| Brief |
What you print must match the data line for line.

►

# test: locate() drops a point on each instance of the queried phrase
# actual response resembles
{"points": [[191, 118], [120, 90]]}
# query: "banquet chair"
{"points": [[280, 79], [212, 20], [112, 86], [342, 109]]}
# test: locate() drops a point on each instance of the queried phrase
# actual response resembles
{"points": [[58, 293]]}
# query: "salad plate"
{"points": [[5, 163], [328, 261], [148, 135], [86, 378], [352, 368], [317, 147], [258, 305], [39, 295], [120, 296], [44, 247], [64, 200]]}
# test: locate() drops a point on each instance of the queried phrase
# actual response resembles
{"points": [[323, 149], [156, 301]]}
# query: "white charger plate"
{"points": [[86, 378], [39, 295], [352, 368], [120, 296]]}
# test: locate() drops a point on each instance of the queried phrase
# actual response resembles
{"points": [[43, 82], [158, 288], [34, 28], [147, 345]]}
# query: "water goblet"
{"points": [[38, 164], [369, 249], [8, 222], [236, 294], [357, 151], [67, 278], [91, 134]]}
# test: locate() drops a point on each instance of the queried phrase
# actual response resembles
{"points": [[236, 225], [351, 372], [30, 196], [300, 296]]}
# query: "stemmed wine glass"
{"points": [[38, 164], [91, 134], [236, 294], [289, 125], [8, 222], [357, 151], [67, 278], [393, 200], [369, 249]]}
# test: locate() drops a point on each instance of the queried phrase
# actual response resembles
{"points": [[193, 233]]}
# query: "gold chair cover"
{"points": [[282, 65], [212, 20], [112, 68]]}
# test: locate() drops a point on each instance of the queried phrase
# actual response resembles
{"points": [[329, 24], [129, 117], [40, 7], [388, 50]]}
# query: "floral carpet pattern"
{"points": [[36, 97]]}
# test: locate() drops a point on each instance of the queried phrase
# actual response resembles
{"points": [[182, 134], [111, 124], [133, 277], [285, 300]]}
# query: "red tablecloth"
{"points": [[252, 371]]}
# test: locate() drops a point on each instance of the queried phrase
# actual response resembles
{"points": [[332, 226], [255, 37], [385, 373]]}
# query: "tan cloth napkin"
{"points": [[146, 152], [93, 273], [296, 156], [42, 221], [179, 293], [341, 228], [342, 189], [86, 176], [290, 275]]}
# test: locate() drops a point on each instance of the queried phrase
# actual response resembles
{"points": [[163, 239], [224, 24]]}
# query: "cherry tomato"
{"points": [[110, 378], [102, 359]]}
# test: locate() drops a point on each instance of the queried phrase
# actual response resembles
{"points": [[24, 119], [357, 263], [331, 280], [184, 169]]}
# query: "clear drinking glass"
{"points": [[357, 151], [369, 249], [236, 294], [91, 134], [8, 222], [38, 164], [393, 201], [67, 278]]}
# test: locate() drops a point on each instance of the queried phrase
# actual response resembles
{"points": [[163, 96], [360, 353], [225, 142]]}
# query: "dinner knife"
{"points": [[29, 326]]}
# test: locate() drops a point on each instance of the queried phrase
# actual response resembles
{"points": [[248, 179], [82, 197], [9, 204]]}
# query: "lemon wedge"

◄

| Solution to the problem |
# test: locate() drops a point on each instance of the queried phrase
# actual response resembles
{"points": [[191, 118], [120, 90]]}
# query: "banquet chair"
{"points": [[280, 79], [212, 20], [112, 86], [342, 109]]}
# test: locate() drops a point on each instance of the queried phrase
# actual response resembles
{"points": [[58, 293]]}
# query: "salad plate"
{"points": [[5, 163], [328, 261], [148, 135], [86, 378], [352, 368], [317, 147], [258, 305], [39, 295], [120, 296], [44, 247], [64, 200]]}
# test: locate() drops a point on each instance of the queried phrase
# actual response resembles
{"points": [[323, 149], [156, 301]]}
# query: "white charger plate"
{"points": [[86, 378], [39, 295], [352, 368], [120, 296]]}
# test: locate() drops a point on each instance of the queried phrase
# actual response resembles
{"points": [[43, 82], [158, 288], [34, 28], [147, 345]]}
# query: "water goblet"
{"points": [[38, 164], [369, 249], [8, 222], [236, 294], [357, 151], [67, 278], [91, 134]]}
# test: locate() drops a point on each instance of the queried phrase
# actual response resembles
{"points": [[236, 225], [351, 372], [30, 196], [300, 296]]}
# query: "stemmed wine glass"
{"points": [[38, 164], [91, 134], [236, 294], [289, 125], [8, 222], [357, 151], [67, 278], [393, 200], [369, 249]]}
# test: locate() drops a point on each instance of the queried phrase
# actual response resembles
{"points": [[193, 233]]}
# query: "gold chair cover"
{"points": [[282, 65], [212, 20], [112, 68]]}
# test: locate() drops a point on each instance of the queried phrase
# actual response resembles
{"points": [[329, 24], [129, 117], [40, 7], [388, 50]]}
# query: "floral carpet pattern"
{"points": [[36, 97]]}
# test: locate() drops a point on each instance of the queried phrase
# actual response resembles
{"points": [[182, 134], [111, 124], [133, 277], [285, 300]]}
# query: "red tablecloth"
{"points": [[252, 371]]}
# test: locate() drops a point on each instance of the queried phrase
# actual response resembles
{"points": [[332, 226], [255, 37], [385, 373]]}
# query: "tan cloth napkin"
{"points": [[146, 152], [93, 273], [296, 156], [42, 221], [179, 293], [341, 228], [342, 189], [86, 176], [290, 275]]}
# test: locate() drops a point on each instance of the queried phrase
# actual response resembles
{"points": [[163, 239], [224, 24]]}
# query: "cherry tomato"
{"points": [[110, 378], [102, 359]]}
# test: locate() drops a point on each instance of the queried phrase
# actual response resembles
{"points": [[24, 119], [357, 263], [331, 280], [184, 169]]}
# query: "clear drinking glass"
{"points": [[357, 151], [369, 249], [236, 294], [91, 134], [8, 222], [38, 164], [393, 201], [67, 278]]}
# test: locate() drops a point on each instance of the queried phrase
# actual response resembles
{"points": [[163, 96], [360, 353], [225, 142]]}
# query: "dinner knife"
{"points": [[29, 326]]}
# test: locate() drops a point on each instance of the queried phrase
# actual response resembles
{"points": [[248, 179], [82, 197], [9, 204]]}
# query: "lemon wedge"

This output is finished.